(Problem details):
Reproduce all of the listing below without alteration.

(Record extracts):
******

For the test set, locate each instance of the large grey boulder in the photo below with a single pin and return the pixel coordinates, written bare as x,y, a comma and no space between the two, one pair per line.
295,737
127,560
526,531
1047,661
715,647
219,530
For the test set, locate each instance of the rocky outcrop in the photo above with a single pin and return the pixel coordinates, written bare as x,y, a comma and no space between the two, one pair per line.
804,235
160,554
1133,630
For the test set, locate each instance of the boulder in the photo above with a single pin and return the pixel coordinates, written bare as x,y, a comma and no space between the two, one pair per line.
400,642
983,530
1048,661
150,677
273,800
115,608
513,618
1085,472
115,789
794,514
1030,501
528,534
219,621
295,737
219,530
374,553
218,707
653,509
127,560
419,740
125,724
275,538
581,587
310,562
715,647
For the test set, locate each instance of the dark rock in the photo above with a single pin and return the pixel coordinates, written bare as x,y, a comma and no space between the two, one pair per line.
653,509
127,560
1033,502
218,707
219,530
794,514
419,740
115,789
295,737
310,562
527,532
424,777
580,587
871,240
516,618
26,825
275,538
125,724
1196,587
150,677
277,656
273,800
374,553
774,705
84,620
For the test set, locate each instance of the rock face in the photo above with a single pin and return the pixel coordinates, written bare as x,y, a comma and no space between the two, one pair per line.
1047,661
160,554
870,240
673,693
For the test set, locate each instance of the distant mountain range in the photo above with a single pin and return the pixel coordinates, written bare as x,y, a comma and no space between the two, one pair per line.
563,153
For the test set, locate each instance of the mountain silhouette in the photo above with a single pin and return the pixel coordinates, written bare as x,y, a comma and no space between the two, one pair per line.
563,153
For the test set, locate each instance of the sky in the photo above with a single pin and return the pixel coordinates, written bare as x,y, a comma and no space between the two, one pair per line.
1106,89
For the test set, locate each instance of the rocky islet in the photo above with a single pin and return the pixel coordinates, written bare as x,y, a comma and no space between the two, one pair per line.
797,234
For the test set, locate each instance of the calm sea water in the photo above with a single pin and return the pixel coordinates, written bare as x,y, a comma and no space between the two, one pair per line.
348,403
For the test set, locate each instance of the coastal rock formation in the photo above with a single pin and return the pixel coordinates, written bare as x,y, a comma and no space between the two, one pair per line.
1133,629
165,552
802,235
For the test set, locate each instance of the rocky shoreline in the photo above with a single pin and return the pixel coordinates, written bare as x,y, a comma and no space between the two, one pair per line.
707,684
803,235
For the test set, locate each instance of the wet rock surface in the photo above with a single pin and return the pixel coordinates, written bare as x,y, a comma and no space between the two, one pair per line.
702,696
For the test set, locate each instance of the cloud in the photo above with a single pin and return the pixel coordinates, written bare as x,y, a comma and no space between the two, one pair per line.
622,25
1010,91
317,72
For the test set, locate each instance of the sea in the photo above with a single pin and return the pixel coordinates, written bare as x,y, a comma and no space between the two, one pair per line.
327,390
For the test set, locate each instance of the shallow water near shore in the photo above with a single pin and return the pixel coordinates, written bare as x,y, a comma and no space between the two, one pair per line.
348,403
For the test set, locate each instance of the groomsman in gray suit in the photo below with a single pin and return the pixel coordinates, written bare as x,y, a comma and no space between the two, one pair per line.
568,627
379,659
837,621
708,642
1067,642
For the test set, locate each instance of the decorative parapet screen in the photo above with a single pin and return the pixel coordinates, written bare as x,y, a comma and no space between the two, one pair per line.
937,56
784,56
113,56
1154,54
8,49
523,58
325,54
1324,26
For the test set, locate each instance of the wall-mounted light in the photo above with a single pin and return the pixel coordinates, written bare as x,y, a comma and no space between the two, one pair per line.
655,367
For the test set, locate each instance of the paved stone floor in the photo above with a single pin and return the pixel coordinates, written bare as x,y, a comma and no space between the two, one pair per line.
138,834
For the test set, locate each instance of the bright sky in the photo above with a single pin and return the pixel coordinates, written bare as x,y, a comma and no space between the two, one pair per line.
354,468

******

(Response to this task):
For the test set, locate each instance of the large grey boulder in the photo below with a single pin and return the pixel coordinates, written bare as x,y, a comma and no space between the two, one pair per line.
295,737
127,560
526,531
1047,661
715,647
219,530
For the test set, locate each instance of the rocky outcrop in the photo above with a single pin and return the pixel coordinates, written bare as x,y, a comma and no space between the two, one pair per line.
804,235
160,554
1133,630
For the test set, locate each instance of the boulder in the photo above with a single pin and return the pixel coordinates, written bare as x,y, a comma and no space between the two, one pair per line.
400,642
983,530
1048,661
150,677
273,800
115,608
513,618
1085,472
115,789
794,514
1030,501
528,534
219,621
295,737
219,530
374,553
218,707
653,509
127,560
419,740
125,724
275,538
581,587
310,562
715,647
For the test set, locate each instance of the dark rock in the photo above with a single pin and return the pixel coordinates, written bare as x,y, a comma and no space between the two, one pair per line.
653,509
127,560
1033,502
218,707
219,530
794,514
419,740
115,789
295,737
310,562
527,532
424,777
580,587
871,240
516,618
26,825
275,538
125,724
1196,587
150,677
277,656
273,800
374,553
774,705
84,620
For the test set, locate each instance of the rock face in the photo above with a single pin and return the pixel coordinates, written bare as x,y, a comma and no space between the two, one pair per line.
1047,661
160,554
870,240
673,693
For the test set, locate each instance of the distant mountain range in the photo above with a single pin and return the pixel coordinates, written bare as x,y, a comma and no space between the two, one pair per line.
563,153
For the test set, locate each instance of the mountain silhouette in the photo above with a single pin and return the pixel coordinates, written bare as x,y, a comma and no space between the two, one pair per line.
563,153
For the test set, locate each instance of the sky in the photo above with a single pin and return the pixel coordinates, written bare as x,y, a comma and no space between the two, one pair per line.
1106,89
For the test set, locate each instance of the rocky islet in the photo above with a single pin and return the pixel coordinates, written bare as x,y, a comma and no space between the two, one pair per line.
797,234
For the test set, locate each instance of the calm sea water in the photo above with a single pin and return the pixel coordinates, written bare as x,y, a comma and no space between the two, one pair per line.
348,403
For the test set, locate each instance of the coastal rock formation in the photo above with a single pin and return the pixel coordinates, written bare as x,y, a comma and no space between the two, one pair per line.
1133,629
165,552
802,235
For the test set, locate each instance of the rocky shoreline in the photo above with a single pin and return the pixel coordinates, written bare as x,y, a comma and no space between the two, one pair per line.
707,684
803,235
For the test set, locate each instance of the wet rock surface in the photo above with a single pin and return the pixel coordinates, written bare as x,y, a comma and no space between the two, one pair per line.
702,696
For the test set, locate each instance of the cloud in the photo above with a single pin and return the pixel coordinates, written bare as x,y, a comma and no space between the two, one pair per line.
622,25
1010,91
317,72
For the test set, locate each instance of the sea in the photo above with a single pin and return the pixel coordinates, written bare as x,y, a comma and no space between the two, one pair per line.
327,390
For the test set, locate each instance of the shallow water near shore in the photo above with a single pin and return the pixel coordinates, written bare as x,y, a comma and no space between the two, one pair per line.
348,403
For the test set, locate each instance of the groomsman in gray suit in the photo below with a single pin and return the pixel coordinates, written bare as x,y, a comma and no space between the two, one pair per line.
568,627
379,659
837,621
708,642
1067,642
For the test set, locate each instance of the decorative parapet screen in the photo above with a single pin and return the pixel coordinates, written bare as x,y, a comma and no space between the two, one pair per line.
937,56
784,56
113,56
1154,54
8,49
523,58
325,54
1324,26
For the test set, locate each instance of the wall-mounted light in the photo above with a single pin and return the pixel coordinates, written bare as x,y, a comma and no space between the two, one pair per line.
655,367
For the test set, locate each instance of the paved stone floor in the photo above with a single pin and return the pixel coordinates, written bare as x,y, a comma and no space between the two, one pair per line.
138,834
For the test set, locate each instance of the bright sky in the photo above with a single pin and return the pixel coordinates, written bare as x,y, a comma and no space between the two, one pair per line.
354,468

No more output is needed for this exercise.